Stored data:
***

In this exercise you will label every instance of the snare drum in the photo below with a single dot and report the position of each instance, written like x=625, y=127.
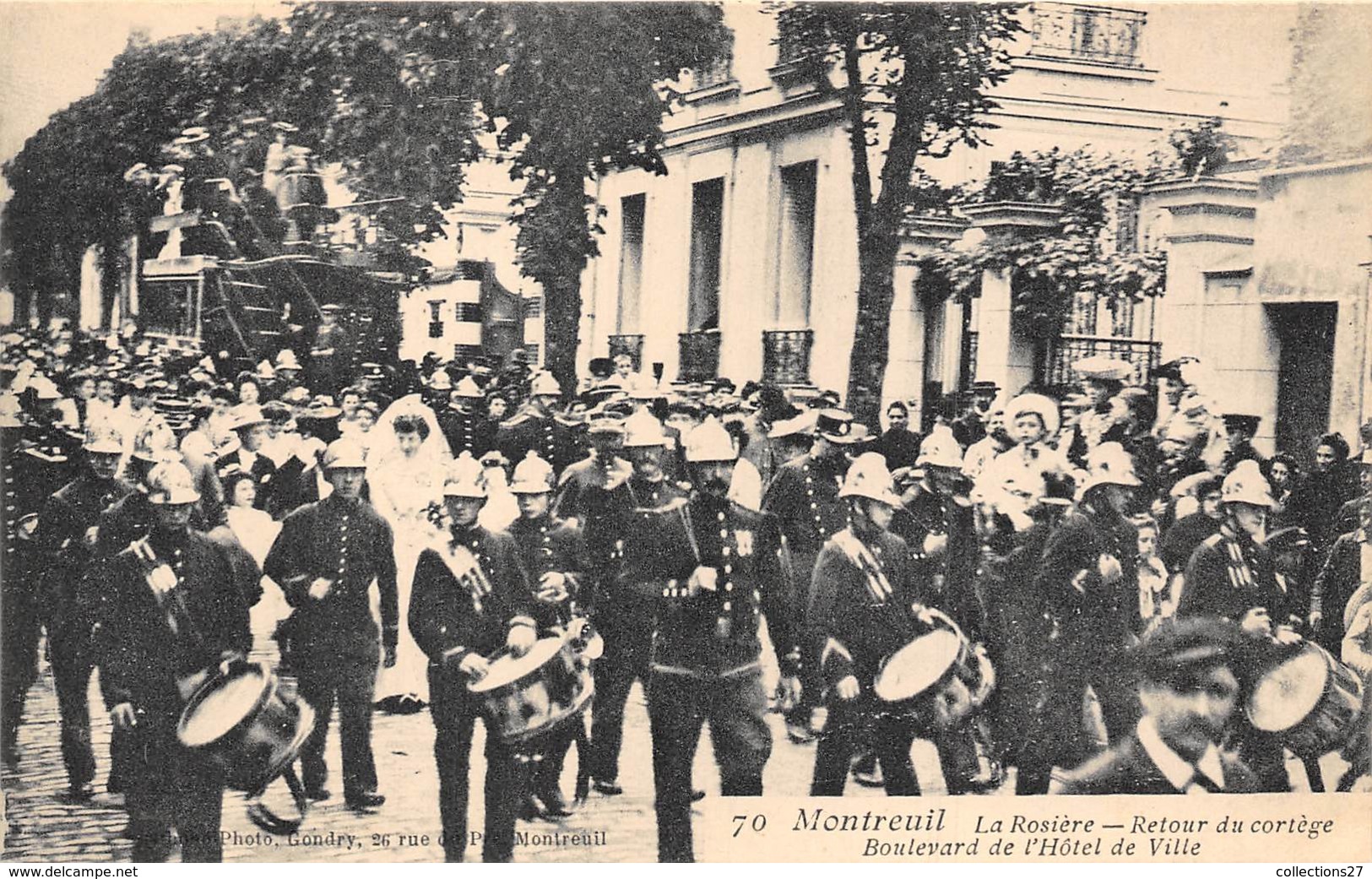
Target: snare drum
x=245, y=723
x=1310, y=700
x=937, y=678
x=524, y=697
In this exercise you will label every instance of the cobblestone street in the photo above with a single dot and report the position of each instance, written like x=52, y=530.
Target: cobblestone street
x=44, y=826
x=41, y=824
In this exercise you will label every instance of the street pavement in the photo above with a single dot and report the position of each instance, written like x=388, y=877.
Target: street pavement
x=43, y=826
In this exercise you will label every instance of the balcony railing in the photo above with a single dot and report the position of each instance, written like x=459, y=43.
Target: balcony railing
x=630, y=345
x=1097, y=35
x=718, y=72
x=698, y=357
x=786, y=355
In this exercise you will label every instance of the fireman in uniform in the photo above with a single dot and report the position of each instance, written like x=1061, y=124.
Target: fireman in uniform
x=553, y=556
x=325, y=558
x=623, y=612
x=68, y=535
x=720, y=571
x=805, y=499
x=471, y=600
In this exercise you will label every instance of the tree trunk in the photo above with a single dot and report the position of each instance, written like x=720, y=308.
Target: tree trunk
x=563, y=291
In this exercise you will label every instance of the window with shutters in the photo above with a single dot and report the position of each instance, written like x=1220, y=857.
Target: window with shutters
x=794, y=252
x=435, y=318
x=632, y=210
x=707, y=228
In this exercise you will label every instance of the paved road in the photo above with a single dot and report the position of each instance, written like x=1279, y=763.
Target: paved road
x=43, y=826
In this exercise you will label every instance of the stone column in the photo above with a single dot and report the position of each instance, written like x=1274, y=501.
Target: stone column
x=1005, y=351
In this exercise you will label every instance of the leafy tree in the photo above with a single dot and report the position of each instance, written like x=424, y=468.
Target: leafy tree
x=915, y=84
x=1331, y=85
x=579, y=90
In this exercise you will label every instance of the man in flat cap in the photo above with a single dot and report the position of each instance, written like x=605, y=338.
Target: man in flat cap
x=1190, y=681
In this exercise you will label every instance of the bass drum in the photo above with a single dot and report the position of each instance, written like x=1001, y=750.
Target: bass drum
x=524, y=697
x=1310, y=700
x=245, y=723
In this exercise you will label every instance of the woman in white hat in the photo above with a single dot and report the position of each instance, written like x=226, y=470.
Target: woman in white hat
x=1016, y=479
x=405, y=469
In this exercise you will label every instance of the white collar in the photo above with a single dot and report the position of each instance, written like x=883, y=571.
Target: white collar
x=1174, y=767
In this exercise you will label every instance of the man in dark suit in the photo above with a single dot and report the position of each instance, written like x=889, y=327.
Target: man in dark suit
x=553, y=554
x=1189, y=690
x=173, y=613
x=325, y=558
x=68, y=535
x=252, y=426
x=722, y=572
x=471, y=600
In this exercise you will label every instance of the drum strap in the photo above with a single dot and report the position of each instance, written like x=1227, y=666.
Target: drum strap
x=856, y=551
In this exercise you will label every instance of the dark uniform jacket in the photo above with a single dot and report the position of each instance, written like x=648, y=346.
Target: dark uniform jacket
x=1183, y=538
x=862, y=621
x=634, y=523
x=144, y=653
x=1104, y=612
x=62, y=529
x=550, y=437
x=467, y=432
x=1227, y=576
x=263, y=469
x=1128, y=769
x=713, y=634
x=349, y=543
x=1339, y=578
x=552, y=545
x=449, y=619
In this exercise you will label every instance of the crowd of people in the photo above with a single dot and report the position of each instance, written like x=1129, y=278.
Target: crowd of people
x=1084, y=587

***

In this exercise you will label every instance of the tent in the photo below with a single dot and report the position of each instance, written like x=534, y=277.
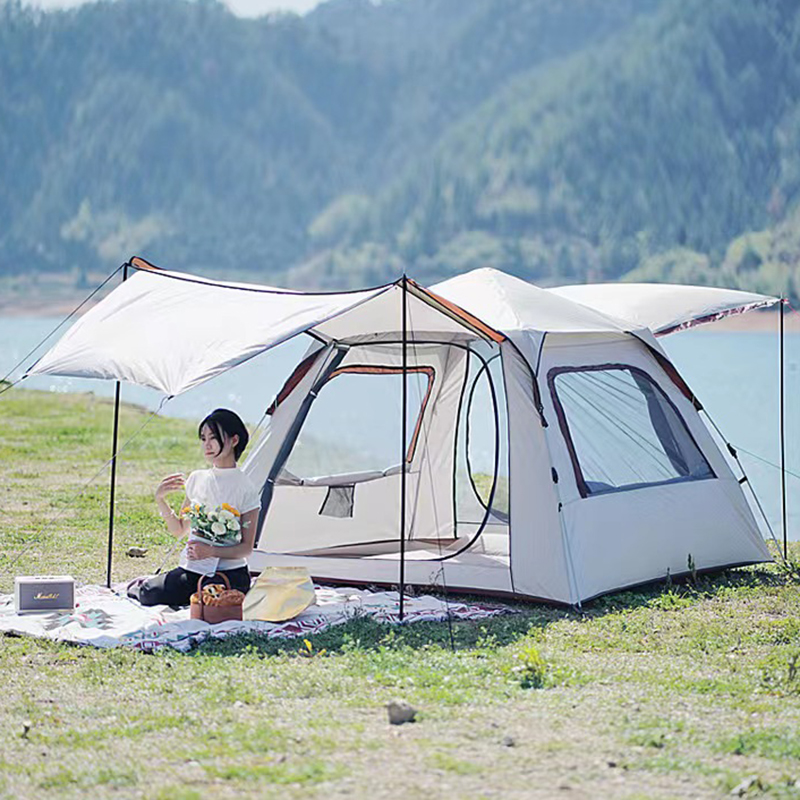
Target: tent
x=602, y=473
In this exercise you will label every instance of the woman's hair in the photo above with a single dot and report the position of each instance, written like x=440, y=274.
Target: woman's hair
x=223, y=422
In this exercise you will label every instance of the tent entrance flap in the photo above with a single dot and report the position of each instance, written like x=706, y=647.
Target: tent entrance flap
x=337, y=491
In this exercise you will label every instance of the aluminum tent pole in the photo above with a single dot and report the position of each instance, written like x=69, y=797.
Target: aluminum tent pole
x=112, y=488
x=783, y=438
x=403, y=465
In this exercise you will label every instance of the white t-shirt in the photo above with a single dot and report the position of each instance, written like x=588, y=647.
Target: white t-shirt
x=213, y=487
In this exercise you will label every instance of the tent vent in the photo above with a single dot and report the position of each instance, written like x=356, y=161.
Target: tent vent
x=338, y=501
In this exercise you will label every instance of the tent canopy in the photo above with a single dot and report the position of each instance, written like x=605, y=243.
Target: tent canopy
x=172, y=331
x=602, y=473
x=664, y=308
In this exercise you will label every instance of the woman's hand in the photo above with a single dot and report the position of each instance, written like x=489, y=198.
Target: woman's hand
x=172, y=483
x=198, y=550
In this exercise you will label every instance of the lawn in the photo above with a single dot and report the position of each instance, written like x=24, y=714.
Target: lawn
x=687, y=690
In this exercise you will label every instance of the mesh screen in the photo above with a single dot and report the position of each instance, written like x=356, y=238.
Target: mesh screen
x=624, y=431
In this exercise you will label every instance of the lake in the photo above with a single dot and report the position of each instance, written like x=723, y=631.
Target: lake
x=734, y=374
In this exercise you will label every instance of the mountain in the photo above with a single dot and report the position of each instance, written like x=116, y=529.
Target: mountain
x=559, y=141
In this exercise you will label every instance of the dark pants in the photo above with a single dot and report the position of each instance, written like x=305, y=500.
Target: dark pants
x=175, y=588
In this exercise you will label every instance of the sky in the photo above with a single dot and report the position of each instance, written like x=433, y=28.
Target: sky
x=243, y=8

***

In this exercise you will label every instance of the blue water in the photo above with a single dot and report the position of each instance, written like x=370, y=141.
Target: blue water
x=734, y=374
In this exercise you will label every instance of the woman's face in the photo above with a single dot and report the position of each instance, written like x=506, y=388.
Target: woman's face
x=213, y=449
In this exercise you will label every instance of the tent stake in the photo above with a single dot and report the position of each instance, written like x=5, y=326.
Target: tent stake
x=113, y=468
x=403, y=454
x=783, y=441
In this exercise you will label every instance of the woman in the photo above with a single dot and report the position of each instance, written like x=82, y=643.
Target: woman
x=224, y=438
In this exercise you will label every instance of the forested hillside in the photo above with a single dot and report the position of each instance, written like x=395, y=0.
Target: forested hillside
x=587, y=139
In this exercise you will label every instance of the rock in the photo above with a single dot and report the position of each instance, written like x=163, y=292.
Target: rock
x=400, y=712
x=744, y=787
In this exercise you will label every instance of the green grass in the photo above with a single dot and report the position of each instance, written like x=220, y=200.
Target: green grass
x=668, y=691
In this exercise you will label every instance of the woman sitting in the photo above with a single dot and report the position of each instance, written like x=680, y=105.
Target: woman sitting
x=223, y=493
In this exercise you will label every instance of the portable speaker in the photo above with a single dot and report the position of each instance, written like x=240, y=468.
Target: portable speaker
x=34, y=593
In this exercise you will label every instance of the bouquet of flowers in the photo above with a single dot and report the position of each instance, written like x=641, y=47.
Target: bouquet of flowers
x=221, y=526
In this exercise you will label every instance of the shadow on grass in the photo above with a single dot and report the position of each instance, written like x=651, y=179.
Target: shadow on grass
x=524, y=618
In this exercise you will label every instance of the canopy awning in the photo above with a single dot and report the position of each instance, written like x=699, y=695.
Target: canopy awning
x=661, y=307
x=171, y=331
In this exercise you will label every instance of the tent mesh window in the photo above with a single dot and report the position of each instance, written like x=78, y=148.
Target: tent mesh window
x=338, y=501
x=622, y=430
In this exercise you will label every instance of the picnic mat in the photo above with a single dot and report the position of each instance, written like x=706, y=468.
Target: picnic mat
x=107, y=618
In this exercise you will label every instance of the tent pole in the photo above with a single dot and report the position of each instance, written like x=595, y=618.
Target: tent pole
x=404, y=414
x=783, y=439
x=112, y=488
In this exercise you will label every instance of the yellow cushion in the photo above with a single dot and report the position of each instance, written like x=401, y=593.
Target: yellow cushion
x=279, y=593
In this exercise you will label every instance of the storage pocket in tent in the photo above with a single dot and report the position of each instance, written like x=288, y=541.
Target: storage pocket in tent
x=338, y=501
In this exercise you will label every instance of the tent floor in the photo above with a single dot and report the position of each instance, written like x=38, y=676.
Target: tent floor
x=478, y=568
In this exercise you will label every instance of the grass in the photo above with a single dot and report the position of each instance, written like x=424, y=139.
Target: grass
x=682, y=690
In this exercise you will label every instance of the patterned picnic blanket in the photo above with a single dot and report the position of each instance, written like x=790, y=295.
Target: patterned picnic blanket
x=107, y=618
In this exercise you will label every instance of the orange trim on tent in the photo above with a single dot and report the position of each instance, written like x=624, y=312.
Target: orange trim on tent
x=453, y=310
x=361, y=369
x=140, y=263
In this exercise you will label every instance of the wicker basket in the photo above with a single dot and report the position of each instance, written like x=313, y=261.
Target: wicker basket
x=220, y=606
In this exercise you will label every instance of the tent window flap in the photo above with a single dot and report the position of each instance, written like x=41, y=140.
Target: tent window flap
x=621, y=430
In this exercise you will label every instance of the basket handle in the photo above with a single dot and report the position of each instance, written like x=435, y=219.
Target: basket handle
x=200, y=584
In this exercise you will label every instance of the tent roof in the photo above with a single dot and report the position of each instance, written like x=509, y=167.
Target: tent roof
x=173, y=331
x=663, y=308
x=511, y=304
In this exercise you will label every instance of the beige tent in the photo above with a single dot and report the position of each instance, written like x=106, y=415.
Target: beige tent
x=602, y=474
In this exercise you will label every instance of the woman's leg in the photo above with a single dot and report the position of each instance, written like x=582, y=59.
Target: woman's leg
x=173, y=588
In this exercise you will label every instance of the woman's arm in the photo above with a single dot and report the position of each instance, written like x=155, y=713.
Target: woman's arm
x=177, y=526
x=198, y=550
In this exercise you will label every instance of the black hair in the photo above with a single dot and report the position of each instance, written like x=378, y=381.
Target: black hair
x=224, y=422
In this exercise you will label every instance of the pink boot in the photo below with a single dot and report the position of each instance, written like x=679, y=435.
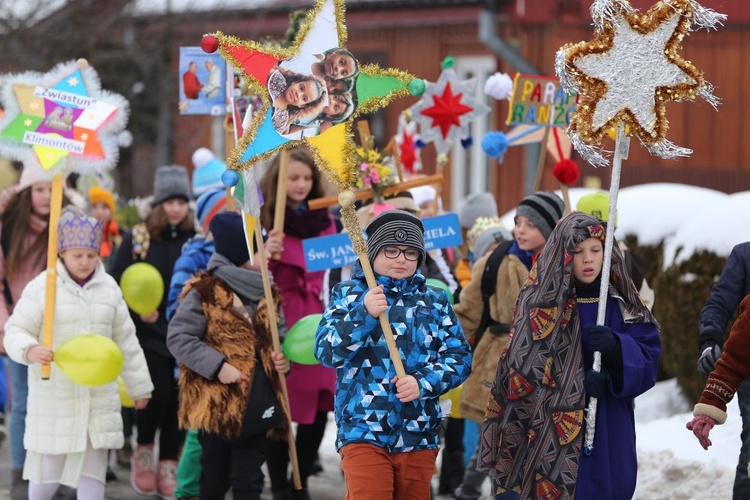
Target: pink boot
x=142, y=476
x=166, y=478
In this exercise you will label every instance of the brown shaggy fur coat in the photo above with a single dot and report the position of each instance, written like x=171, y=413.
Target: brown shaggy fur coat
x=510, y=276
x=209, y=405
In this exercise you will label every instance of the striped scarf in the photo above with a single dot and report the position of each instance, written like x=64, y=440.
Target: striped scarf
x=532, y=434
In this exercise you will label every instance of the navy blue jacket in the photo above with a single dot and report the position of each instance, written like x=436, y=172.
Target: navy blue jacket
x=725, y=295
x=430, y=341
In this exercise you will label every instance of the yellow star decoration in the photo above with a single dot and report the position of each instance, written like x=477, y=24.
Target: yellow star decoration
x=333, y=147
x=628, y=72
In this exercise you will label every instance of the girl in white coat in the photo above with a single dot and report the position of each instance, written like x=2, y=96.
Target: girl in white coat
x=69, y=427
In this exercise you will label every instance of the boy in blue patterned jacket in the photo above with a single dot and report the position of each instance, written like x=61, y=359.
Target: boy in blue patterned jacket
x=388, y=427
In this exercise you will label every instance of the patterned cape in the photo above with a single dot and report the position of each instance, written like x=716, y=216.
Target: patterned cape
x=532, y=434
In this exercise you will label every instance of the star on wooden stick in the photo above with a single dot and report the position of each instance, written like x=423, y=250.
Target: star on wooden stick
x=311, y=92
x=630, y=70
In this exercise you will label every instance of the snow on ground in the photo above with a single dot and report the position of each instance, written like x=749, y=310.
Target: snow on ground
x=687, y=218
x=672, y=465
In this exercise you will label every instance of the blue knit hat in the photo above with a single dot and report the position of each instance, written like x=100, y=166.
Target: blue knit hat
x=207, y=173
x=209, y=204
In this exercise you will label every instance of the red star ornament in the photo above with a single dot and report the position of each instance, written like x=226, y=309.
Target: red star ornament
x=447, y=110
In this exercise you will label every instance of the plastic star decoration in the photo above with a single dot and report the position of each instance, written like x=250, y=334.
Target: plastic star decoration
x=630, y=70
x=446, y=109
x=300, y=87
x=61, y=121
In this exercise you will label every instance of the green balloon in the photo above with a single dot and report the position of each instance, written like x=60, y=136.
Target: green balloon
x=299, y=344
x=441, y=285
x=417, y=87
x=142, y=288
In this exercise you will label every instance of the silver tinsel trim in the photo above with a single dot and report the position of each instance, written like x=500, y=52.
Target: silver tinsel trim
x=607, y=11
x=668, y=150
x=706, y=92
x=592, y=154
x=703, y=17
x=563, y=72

***

The problem:
Duplicate the material in the stored data above, starting with the line containing "In this exercise you will label every instance of the crowd" and continuing through the line containing "x=1084, y=587".

Correct response:
In this exercise you will label every instance of the crowd of people in the photo above with a single dot and report the position of each instance, written like x=1129, y=278.
Target: crowd of people
x=1084, y=587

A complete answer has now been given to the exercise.